§ REQUIREMENTS
1) Copy the part of the fish-naming thread that begins with the words containing "I couldn't help" and ends with "like a flower!!".
2) Using the fish-naming thread, state whether each of the following agrees with it, answering yes or no and quoting the words that decide it: (a) copperarabian suggests the name Sakura; (b) lvandert suggests the name Violet; (c) the fish was bought at Siamimbellis.

# Impulse Buy



## Yaoilover12397 (Aug 12, 2011)

I couldn't help myself. I saw this girl at Siamimbellis and had to buy her. Any name ideas?​ 
*Koi Marble CT Female*​


----------



## Leeniex (Aug 14, 2011)

Wow, she looks like a flower!!


----------



## Hopeseeker (Feb 6, 2012)

I like the name Amethyst! Came to mind when I saw her.


----------



## Jessicatm137 (Mar 22, 2012)

_*Wow*_ beautiful girl. Amethyst suits her perfectly!


----------



## lvandert (Feb 23, 2012)

I'd name her Koi, but REALLY AWESOME FISH!!!


----------



## BeckyFish97 (Apr 9, 2012)

First Thought?Amethyst, second thought Violet


----------



## Kim (Apr 30, 2008)

Wow!! She is STUNNING!!!


----------



## betta lover1507 (Aug 6, 2011)

who wouldn't buy her? ;p


----------



## Luimeril (Dec 29, 2010)

holy.....! OMG! she's AMAZING! i second "Amethyst".


----------



## Yaoilover12397 (Aug 12, 2011)

I simply couldn't stop myself, Amethyst is on my list of considered names, Any others?


----------



## Kinz2488 (Apr 12, 2012)

I'm totally jealous! How beautiful!!!! I like Amethyst.


----------



## MrVampire181 (May 12, 2009)

What an interesting color. Nice fish though.


----------



## Yaoilover12397 (Aug 12, 2011)

Thanks, I'm so excited about her, I think she's simply stunning.


----------



## copperarabian (Apr 27, 2011)

I'd name her Sakura, because she is a pretty flower


----------



## betta lover1507 (Aug 6, 2011)

^^^ i love that name, i don't even have a name for my new girl right now XP so am no big help


----------



## finnfinnfriend (Feb 3, 2012)

Yaoilover12397 said:


> I simply couldn't stop myself, Amethyst is on my list of considered names, Any others?


Lilac!

§ DATA SECTION

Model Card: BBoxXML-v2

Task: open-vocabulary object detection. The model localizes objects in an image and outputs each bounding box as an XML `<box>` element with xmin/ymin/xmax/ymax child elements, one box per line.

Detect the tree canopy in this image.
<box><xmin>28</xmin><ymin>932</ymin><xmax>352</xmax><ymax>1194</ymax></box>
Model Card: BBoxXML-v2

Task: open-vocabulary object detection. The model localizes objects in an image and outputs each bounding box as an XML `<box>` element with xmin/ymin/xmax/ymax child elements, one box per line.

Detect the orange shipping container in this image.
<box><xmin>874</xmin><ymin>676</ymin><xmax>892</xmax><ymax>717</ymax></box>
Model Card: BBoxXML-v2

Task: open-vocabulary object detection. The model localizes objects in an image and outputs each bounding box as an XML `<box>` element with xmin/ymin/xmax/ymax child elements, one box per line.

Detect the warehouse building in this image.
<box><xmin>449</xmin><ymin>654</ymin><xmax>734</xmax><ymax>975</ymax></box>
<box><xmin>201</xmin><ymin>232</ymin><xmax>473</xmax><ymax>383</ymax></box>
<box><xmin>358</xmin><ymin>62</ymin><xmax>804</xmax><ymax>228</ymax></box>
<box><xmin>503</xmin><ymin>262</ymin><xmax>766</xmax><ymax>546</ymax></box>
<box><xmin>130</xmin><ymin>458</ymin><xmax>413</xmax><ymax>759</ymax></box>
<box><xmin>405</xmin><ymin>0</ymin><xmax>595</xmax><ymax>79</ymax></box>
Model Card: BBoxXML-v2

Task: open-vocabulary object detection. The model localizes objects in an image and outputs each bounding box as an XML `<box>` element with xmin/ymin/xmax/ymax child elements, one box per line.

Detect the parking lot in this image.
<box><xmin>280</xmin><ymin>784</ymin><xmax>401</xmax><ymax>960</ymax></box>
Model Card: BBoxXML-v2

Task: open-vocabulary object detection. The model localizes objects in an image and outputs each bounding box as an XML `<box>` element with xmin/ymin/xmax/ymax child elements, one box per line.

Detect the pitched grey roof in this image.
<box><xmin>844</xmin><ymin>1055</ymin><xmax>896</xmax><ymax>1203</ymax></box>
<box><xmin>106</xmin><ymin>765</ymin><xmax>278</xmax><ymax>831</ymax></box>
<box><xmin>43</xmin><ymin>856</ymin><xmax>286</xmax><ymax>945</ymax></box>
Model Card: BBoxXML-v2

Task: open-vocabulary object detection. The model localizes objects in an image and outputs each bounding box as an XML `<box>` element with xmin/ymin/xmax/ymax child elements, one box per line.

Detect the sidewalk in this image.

§ ANSWERS BELOW
1)
I couldn't help myself. I saw this girl at Siamimbellis and had to buy her. Any name ideas?​ 
*Koi Marble CT Female*​


----------



## Leeniex (Aug 14, 2011)

Wow, she looks like a flower!!

2)
(a) Yes: "I'd name her Sakura, because she is a pretty flower"
(b) No: "I'd name her Koi, but REALLY AWESOME FISH!!!"
(c) Yes: "I saw this girl at Siamimbellis and had to buy her."